___ The data

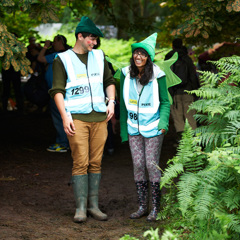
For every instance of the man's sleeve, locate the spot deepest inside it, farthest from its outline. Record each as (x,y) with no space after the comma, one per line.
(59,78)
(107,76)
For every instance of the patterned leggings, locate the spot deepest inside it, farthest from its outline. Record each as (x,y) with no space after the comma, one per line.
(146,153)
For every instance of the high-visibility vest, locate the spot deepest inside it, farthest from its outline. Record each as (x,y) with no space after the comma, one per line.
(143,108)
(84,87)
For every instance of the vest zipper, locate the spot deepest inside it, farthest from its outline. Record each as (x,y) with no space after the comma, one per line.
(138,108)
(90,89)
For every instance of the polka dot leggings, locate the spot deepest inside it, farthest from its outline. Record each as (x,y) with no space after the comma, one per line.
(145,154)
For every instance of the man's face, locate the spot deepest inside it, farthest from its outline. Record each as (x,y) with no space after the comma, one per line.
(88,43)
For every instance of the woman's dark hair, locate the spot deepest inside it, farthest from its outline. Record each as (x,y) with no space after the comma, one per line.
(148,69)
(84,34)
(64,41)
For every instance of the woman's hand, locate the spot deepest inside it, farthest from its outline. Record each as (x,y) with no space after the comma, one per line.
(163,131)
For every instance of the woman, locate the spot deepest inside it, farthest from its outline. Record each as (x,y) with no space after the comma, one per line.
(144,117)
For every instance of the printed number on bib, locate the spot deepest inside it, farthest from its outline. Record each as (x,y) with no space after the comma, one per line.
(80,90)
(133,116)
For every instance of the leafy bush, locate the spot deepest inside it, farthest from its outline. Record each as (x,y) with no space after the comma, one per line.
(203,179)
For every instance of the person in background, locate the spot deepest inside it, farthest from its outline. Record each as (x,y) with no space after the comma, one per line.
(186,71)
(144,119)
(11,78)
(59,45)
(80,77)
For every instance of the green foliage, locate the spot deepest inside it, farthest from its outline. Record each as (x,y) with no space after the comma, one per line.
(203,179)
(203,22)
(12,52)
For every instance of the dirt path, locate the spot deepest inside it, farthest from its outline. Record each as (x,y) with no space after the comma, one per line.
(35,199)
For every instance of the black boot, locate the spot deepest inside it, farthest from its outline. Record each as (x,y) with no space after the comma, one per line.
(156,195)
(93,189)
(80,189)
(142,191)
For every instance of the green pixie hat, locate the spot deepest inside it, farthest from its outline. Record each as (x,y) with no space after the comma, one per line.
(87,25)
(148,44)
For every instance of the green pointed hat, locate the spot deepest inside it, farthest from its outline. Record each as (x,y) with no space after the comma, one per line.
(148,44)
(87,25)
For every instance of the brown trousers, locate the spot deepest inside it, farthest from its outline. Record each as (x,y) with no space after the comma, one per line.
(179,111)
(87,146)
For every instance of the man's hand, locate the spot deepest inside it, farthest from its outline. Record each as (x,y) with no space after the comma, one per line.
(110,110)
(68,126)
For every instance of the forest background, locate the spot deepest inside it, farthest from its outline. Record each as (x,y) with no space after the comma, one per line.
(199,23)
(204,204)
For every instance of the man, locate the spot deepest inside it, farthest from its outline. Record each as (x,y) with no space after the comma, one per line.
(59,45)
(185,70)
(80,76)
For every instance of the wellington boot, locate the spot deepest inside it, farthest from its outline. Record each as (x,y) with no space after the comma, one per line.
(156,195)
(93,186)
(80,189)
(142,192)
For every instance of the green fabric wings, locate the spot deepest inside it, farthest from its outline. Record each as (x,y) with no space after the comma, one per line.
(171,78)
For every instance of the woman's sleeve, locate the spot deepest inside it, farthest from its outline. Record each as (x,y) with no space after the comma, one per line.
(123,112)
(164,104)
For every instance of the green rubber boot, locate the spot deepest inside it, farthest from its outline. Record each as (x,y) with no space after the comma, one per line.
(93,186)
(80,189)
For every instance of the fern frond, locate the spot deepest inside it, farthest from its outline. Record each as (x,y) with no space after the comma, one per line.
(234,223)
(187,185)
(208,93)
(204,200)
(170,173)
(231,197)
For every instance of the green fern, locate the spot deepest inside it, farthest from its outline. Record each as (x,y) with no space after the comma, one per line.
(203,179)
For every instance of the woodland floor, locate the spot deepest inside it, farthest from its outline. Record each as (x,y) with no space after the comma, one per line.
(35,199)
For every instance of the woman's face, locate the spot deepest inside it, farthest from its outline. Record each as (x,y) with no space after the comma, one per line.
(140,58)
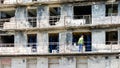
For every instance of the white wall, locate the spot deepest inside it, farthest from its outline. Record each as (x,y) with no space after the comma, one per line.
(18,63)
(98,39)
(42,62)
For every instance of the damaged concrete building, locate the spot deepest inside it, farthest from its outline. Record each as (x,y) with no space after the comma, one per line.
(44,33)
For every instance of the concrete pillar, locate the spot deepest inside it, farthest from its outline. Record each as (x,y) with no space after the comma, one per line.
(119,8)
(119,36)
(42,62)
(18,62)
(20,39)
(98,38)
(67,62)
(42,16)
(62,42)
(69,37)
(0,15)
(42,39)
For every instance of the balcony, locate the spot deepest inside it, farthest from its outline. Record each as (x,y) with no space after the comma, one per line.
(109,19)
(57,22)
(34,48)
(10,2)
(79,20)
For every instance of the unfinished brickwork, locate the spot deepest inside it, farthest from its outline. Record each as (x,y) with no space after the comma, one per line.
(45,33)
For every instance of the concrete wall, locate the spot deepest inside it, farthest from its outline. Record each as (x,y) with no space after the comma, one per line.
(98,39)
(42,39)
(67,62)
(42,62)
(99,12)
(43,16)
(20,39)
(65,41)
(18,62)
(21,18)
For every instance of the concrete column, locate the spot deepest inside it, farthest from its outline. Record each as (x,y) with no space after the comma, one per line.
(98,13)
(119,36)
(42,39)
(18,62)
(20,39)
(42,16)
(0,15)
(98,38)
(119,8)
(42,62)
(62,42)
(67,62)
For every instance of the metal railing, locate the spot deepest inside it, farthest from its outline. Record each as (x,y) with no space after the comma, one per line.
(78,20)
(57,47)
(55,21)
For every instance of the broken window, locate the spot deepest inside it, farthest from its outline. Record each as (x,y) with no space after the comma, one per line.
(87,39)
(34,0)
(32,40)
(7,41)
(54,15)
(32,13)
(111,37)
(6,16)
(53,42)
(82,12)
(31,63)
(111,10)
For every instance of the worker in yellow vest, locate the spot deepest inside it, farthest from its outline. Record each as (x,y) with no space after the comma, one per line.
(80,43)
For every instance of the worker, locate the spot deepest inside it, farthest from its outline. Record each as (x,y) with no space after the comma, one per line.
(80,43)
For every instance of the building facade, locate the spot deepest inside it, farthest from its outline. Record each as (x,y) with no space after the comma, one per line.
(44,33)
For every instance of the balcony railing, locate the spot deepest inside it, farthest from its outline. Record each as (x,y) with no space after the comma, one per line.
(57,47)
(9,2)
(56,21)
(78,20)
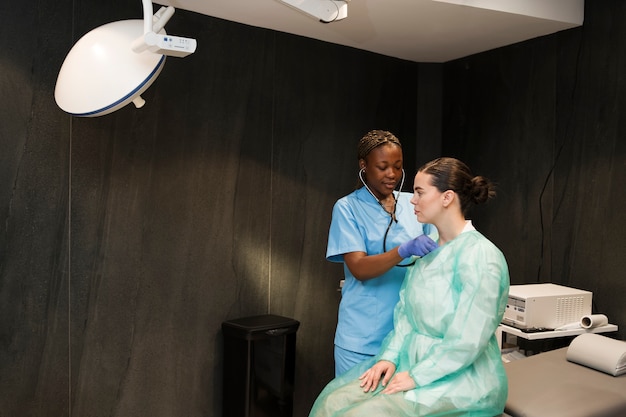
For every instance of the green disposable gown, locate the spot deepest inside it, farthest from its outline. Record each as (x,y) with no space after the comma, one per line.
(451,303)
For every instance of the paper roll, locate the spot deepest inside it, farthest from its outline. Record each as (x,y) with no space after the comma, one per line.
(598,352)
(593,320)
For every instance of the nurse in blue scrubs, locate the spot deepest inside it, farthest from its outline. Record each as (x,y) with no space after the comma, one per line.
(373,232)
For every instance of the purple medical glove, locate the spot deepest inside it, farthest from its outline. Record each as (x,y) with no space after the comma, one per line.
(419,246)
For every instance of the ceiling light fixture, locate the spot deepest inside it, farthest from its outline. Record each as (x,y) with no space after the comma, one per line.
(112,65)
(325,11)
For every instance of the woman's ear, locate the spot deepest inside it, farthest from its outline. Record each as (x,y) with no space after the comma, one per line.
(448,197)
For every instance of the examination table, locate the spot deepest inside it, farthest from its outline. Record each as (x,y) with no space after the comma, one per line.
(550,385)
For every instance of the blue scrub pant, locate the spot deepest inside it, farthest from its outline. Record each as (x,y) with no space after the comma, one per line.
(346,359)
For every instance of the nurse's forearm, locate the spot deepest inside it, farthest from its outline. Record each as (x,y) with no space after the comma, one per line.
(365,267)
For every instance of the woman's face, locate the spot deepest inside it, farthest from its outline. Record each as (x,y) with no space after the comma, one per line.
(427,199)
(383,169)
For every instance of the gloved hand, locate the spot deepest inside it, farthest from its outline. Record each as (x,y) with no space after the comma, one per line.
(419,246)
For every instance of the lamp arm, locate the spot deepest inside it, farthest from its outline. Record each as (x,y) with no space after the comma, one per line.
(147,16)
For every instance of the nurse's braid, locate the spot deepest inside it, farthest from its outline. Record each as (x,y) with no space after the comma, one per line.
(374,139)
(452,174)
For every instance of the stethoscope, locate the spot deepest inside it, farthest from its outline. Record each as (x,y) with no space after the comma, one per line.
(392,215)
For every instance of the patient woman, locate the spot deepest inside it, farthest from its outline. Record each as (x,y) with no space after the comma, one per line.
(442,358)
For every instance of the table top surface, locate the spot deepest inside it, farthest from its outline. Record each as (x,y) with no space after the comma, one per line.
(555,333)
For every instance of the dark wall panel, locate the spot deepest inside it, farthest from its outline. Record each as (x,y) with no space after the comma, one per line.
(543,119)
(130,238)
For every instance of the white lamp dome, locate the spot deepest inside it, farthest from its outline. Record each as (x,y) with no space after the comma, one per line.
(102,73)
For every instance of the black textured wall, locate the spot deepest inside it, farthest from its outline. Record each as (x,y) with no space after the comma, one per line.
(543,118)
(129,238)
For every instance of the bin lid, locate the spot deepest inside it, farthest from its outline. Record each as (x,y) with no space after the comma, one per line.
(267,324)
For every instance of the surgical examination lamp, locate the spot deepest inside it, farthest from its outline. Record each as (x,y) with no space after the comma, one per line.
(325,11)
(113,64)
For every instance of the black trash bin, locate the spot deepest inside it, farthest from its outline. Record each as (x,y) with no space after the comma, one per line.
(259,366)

______

> [Instruction]: Transcribe the records above exactly, but only from the line that contains "For every instance of the table" through their final line, inclusive.

> [Answer to the problem]:
For every instance of the table top surface, locate the spot deepest inside it, farthest from its outline. Record each as (x,y) with no space after the comma, one per line.
(555,333)
For every instance of the dark wall panel, locate the spot deepest inside it, farthest from its outline. Record each as (x,y) with no space after the comma, one per line.
(543,119)
(130,238)
For every instance of the white lamp dome, locate the spot deepest inside it, farthest from its outline. Record each as (x,y) with no space after the comma, one per line.
(102,73)
For every instance of the black textured wall, locate the spot deepest inside it, farthest from its outline. Record each as (x,y) with no space after the comma, one per line.
(543,118)
(129,238)
For every instance of the bin lid, locate the spot deepest inside it, farthest from its outline. Record each as (x,y) with no space after the comma, one per line.
(267,324)
For every instance of the surgical examination lamp, locate the spot deepest inside it, farthest from its outline. Record each as (x,y) with no space after the comma, one per line.
(325,11)
(113,64)
For every instance of the black trash bin, locate the spot deepest inside it, farthest from its outline. Record each as (x,y) with no space after the comma, one per line.
(259,366)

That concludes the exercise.